▸ **PAGE**

= = =

The first thing to be sure of on the server side is that you can actually log in
from another machine at all. If you can't use `ssh` or `putty` to log in, the
error message you get may give you a few hints as to what's wrong. The most common
problems are as follows.

- If you get a “connection refused” error, either there isn't an SSH daemon
  running on the server at all, or it's inaccessible due to firewall
  configuration.
- If you get a “no route to host” error, you either have an incorrect address for
  the server or a seriously locked down firewall that won't admit its existence at
  all.
- If you get a “permission denied” error, you may have mistyped the username on
  the server, or you could have mistyped your key's passphrase or the remote
  user's password.

In summary, if you're having trouble talking to the server's ssh daemon, first
make sure that one is running at all. On many systems it will be installed, but
disabled, by default. Once you're done with this step, you should then check that
the server's firewall is configured to allow incoming connections on the port the
ssh daemon is listening on (usually 22). Don't worry about more exotic
possibilities for misconfiguration until you've checked these two first.

= = =

(Dataset rows)
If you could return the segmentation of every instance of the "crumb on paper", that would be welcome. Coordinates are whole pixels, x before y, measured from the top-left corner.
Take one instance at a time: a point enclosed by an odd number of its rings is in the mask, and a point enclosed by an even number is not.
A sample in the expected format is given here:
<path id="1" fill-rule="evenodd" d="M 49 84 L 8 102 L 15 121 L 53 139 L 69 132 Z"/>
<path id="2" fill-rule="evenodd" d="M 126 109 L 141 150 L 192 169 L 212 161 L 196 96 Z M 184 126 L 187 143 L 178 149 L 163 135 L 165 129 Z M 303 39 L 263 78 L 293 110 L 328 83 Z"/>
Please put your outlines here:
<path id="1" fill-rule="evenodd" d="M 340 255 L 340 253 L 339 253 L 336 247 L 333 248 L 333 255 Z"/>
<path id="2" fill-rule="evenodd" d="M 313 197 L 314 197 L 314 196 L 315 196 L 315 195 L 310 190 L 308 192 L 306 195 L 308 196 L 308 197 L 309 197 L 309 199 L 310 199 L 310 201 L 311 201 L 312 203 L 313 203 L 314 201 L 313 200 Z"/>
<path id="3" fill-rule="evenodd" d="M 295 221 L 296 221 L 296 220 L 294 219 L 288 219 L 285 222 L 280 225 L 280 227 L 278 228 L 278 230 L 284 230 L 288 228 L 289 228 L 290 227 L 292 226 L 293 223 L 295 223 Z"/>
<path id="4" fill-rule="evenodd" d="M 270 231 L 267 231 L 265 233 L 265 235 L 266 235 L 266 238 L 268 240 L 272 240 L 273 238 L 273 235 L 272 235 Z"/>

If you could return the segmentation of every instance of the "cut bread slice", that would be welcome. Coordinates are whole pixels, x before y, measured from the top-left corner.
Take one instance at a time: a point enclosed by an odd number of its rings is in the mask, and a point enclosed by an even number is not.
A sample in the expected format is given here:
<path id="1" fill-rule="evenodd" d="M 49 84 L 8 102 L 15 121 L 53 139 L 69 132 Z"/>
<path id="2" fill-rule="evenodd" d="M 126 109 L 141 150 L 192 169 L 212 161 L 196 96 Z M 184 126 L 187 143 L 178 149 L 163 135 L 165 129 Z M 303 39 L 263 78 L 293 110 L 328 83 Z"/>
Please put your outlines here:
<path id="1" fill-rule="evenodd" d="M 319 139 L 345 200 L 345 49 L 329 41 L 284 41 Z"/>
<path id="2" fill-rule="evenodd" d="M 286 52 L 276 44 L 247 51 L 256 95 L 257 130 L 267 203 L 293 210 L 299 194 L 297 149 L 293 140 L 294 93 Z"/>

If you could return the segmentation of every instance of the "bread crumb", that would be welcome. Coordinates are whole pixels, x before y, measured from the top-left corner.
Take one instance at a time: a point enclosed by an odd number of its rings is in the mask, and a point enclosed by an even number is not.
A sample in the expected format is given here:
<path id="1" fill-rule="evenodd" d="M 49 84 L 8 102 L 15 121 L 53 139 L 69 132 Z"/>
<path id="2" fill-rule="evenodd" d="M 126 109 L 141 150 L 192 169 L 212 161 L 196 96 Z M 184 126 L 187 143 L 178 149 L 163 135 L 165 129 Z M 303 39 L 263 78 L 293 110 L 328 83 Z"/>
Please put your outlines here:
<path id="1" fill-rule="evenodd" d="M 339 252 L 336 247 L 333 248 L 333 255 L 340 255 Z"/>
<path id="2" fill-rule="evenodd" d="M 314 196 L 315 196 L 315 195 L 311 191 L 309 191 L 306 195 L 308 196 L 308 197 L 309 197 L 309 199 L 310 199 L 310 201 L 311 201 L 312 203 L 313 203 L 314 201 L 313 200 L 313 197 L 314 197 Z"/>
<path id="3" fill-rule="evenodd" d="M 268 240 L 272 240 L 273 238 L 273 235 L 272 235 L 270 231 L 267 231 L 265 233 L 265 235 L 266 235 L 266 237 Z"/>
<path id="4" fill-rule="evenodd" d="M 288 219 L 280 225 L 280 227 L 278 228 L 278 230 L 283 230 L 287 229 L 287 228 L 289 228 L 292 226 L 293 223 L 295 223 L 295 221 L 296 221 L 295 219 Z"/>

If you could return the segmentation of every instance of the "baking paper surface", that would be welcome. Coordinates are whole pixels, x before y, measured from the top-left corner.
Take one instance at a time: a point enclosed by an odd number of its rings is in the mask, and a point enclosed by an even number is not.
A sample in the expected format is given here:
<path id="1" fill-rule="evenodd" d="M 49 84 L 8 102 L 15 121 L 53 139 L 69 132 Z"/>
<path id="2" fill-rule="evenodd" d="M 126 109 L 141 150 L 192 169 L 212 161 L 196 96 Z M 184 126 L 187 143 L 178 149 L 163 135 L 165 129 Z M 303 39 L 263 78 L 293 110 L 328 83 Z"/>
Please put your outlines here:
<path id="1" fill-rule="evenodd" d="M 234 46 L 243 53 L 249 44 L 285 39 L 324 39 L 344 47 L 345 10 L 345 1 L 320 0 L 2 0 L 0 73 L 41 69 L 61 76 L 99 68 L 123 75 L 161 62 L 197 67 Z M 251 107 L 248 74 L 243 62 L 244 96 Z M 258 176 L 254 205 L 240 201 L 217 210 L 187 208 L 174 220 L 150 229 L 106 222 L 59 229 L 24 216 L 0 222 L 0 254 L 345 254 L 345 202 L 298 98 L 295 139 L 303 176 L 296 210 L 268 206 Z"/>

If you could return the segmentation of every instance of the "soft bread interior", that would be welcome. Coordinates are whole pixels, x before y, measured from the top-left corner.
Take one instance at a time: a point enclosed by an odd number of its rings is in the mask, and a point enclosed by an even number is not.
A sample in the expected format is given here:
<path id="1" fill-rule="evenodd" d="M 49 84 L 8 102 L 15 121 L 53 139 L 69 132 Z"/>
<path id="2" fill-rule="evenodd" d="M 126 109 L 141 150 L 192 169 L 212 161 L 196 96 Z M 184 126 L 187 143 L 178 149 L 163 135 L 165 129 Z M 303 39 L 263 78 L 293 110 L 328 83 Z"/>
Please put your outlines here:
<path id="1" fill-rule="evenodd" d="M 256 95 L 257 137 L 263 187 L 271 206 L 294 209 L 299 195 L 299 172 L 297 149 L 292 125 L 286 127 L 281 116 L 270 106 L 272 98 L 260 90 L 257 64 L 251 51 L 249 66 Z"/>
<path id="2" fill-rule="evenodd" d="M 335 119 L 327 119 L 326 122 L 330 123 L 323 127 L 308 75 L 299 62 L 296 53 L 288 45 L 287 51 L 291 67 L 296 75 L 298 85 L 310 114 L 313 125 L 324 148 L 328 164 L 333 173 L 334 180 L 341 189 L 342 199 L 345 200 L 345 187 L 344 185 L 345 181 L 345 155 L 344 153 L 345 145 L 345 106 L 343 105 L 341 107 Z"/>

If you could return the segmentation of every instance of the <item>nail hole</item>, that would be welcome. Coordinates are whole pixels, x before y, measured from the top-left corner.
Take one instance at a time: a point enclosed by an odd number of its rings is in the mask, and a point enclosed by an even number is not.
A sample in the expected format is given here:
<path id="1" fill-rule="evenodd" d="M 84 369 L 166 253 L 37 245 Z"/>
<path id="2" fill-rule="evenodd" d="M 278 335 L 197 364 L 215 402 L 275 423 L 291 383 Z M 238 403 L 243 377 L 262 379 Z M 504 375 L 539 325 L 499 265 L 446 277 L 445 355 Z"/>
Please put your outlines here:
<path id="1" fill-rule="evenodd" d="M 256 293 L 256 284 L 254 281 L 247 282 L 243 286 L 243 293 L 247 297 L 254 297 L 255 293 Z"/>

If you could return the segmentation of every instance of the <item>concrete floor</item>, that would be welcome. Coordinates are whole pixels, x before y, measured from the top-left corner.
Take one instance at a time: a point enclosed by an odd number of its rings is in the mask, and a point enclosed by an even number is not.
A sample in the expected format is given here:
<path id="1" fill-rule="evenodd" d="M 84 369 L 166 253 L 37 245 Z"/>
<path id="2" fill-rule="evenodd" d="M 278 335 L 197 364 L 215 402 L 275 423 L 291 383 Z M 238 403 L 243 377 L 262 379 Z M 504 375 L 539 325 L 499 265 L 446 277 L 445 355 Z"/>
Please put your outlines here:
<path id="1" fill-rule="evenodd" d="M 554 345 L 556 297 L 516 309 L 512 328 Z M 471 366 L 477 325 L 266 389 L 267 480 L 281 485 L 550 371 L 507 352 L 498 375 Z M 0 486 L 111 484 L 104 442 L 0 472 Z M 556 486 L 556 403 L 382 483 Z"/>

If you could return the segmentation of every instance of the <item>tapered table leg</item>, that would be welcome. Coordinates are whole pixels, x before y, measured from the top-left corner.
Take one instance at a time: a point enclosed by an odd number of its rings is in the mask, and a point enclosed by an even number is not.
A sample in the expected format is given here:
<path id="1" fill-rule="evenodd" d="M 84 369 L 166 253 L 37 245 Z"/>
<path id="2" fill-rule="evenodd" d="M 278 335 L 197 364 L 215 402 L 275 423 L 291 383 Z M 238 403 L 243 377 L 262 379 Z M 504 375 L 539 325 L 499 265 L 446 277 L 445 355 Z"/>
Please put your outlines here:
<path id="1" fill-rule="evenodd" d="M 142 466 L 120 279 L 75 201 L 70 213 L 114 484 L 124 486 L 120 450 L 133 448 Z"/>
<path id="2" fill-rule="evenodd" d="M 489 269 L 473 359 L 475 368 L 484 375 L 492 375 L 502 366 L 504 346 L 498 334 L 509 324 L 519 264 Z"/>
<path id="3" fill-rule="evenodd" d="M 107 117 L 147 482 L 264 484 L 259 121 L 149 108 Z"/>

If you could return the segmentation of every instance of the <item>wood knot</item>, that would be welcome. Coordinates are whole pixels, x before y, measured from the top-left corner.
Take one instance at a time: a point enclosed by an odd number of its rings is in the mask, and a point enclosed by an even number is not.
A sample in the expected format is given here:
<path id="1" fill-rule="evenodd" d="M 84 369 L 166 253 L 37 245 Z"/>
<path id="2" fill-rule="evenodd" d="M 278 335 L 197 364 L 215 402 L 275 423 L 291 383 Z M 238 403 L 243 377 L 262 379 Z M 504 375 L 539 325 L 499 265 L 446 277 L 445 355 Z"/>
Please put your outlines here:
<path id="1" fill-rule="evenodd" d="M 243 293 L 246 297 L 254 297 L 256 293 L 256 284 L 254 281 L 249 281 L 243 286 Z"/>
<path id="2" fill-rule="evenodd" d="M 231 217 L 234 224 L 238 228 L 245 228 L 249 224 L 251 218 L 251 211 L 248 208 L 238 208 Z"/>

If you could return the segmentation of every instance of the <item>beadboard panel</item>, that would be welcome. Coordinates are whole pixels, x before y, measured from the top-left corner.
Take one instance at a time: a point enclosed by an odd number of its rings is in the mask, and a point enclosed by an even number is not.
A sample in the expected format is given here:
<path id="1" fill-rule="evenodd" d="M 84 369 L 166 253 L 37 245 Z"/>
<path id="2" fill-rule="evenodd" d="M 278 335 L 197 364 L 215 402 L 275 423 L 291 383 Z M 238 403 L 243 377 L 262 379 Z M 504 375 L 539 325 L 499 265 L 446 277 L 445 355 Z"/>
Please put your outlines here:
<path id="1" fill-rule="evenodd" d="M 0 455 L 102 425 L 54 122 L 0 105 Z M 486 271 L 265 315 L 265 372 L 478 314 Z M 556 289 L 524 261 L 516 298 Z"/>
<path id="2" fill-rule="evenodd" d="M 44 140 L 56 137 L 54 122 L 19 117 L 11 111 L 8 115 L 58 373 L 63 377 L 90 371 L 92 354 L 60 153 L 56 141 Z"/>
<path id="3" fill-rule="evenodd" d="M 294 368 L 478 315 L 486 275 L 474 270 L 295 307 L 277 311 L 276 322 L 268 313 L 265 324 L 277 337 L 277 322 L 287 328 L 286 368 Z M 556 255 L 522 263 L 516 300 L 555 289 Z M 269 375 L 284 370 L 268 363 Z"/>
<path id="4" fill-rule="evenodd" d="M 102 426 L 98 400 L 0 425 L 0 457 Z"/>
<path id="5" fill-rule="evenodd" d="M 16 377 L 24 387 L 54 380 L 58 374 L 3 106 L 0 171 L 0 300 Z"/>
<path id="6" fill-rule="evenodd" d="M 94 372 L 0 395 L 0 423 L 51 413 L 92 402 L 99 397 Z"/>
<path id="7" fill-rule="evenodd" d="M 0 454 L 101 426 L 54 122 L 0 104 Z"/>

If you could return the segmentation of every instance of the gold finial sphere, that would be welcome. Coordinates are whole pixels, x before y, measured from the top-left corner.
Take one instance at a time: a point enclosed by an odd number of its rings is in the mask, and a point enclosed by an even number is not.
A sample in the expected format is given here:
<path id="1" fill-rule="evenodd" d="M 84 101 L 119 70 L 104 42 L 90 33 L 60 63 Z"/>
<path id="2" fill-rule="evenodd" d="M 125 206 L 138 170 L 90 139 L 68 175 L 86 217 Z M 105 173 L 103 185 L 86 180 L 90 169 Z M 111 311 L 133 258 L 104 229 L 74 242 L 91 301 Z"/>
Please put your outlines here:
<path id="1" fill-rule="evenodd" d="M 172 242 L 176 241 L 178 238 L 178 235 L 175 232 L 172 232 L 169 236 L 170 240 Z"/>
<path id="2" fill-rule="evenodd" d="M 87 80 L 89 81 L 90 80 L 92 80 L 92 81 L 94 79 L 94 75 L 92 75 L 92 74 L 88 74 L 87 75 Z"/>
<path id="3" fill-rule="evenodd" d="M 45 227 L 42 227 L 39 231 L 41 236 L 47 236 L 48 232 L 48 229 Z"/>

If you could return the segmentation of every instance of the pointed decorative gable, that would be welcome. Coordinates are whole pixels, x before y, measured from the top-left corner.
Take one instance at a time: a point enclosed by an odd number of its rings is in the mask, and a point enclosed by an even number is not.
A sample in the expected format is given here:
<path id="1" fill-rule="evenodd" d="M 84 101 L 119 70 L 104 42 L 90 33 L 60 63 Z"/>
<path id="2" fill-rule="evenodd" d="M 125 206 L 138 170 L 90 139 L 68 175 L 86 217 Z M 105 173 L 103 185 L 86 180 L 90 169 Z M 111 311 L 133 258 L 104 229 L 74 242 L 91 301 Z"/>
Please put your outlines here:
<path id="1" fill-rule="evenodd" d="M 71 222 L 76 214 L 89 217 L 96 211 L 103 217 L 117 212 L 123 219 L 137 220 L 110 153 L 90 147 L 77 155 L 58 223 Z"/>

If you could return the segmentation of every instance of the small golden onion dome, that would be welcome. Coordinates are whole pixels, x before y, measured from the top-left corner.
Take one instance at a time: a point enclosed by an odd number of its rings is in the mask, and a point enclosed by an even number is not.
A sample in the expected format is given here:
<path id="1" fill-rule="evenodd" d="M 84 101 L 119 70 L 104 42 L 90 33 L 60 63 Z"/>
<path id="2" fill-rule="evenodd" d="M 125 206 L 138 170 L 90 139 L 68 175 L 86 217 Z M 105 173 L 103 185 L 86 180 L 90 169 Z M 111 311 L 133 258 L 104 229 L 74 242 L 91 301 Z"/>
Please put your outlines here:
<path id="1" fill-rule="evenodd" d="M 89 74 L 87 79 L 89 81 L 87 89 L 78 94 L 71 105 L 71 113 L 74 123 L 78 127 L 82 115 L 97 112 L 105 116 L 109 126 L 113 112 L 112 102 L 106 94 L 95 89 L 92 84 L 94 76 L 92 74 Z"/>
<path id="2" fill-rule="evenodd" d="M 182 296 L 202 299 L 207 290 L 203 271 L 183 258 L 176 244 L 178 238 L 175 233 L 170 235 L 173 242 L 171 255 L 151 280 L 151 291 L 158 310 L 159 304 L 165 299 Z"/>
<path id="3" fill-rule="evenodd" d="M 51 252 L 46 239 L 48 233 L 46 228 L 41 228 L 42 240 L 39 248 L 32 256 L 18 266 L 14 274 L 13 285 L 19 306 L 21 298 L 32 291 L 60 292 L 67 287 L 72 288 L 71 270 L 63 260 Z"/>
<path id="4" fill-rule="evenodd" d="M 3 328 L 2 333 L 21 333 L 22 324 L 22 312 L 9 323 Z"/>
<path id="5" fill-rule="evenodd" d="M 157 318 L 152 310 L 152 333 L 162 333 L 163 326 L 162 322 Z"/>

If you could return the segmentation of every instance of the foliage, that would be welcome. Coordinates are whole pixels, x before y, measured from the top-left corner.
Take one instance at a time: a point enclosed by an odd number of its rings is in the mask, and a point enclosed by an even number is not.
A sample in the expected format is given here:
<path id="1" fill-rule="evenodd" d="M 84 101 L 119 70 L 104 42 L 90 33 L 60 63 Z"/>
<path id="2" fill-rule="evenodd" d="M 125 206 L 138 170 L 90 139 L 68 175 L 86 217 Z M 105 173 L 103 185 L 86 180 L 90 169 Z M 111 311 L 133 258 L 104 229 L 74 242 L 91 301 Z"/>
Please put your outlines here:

= = =

▸ **GIVEN REQUEST**
Output the portion of the SSH troubleshooting passage from "The first thing" up to and including "user's password.". The dataset rows bear no relation to the SSH troubleshooting passage.

▸ **SOLUTION FOR THIS PROBLEM**
The first thing to be sure of on the server side is that you can actually log in
from another machine at all. If you can't use `ssh` or `putty` to log in, the
error message you get may give you a few hints as to what's wrong. The most common
problems are as follows.

- If you get a “connection refused” error, either there isn't an SSH daemon
  running on the server at all, or it's inaccessible due to firewall
  configuration.
- If you get a “no route to host” error, you either have an incorrect address for
  the server or a seriously locked down firewall that won't admit its existence at
  all.
- If you get a “permission denied” error, you may have mistyped the username on
  the server, or you could have mistyped your key's passphrase or the remote
  user's password.